### Task to carry out
All lines containing the string "white" must be copied from the entries.

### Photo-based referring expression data

*** Begin section ***

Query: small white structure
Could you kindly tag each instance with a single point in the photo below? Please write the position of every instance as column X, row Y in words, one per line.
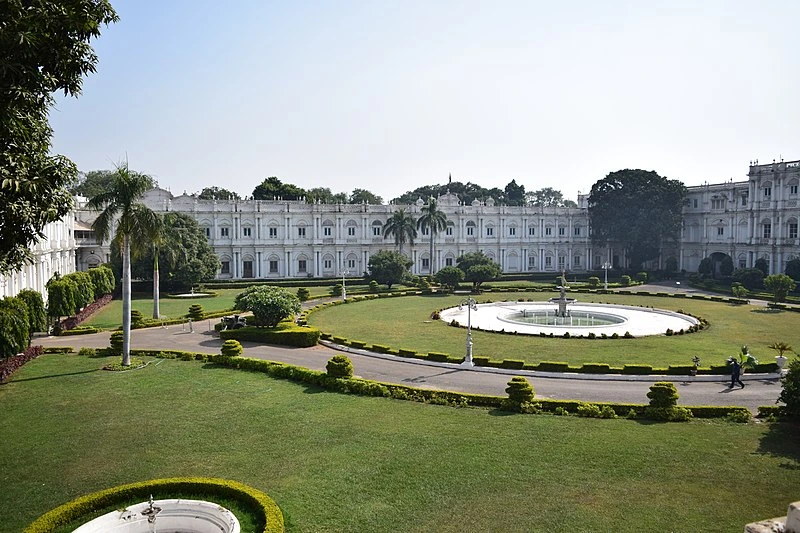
column 174, row 515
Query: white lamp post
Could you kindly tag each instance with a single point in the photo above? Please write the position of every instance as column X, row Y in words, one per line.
column 472, row 305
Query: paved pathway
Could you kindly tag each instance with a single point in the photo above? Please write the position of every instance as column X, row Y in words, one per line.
column 438, row 375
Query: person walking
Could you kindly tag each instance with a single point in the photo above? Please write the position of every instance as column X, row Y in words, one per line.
column 736, row 372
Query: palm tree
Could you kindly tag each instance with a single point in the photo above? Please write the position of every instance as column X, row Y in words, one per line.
column 134, row 221
column 434, row 220
column 402, row 226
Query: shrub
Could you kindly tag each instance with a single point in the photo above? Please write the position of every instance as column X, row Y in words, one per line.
column 339, row 366
column 196, row 312
column 231, row 348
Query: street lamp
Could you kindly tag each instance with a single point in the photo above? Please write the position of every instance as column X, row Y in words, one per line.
column 605, row 267
column 472, row 305
column 344, row 290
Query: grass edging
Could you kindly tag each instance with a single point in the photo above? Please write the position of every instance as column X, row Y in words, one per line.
column 266, row 510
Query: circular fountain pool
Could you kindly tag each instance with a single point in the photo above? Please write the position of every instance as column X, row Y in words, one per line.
column 534, row 318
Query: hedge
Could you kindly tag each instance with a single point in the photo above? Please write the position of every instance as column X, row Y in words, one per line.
column 266, row 511
column 288, row 335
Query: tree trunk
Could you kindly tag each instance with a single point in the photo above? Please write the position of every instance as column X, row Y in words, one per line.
column 156, row 293
column 126, row 300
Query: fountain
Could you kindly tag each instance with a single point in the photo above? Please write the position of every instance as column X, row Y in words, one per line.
column 173, row 516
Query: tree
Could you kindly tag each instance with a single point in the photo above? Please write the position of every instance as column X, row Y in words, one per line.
column 270, row 305
column 272, row 188
column 363, row 196
column 402, row 226
column 134, row 221
column 450, row 277
column 14, row 328
column 793, row 269
column 37, row 315
column 434, row 220
column 780, row 285
column 211, row 193
column 637, row 210
column 388, row 267
column 45, row 48
column 514, row 194
column 478, row 268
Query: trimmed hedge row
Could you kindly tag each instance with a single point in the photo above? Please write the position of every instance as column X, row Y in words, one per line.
column 286, row 335
column 264, row 508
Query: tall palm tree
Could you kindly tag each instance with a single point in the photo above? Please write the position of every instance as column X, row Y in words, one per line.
column 402, row 226
column 434, row 220
column 134, row 221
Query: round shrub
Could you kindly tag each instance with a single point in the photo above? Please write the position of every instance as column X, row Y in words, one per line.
column 231, row 348
column 339, row 366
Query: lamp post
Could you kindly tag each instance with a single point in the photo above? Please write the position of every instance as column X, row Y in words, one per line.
column 344, row 290
column 472, row 305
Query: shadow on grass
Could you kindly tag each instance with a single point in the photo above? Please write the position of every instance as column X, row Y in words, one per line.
column 53, row 376
column 782, row 440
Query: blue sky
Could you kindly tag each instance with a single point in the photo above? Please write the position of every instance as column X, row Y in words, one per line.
column 392, row 95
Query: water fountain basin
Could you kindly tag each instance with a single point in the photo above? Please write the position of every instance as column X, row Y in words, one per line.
column 174, row 516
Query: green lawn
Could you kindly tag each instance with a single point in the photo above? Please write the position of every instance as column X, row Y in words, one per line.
column 344, row 463
column 405, row 323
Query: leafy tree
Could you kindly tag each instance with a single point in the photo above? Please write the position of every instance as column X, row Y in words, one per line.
column 752, row 278
column 477, row 268
column 637, row 210
column 272, row 188
column 135, row 221
column 793, row 269
column 363, row 196
column 402, row 226
column 37, row 315
column 269, row 304
column 45, row 48
column 514, row 194
column 763, row 265
column 780, row 285
column 449, row 277
column 388, row 267
column 14, row 326
column 434, row 220
column 210, row 193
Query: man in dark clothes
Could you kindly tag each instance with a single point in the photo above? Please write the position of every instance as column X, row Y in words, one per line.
column 736, row 370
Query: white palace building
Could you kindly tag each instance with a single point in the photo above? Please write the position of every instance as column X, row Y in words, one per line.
column 746, row 220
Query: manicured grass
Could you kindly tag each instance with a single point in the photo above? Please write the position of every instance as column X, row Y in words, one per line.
column 344, row 463
column 405, row 322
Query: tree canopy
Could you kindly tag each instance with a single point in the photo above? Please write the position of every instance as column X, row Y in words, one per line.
column 45, row 48
column 637, row 210
column 388, row 267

*** End section ***

### Result for this task
Query: small white structure
Query: white lamp post
Query: white palace building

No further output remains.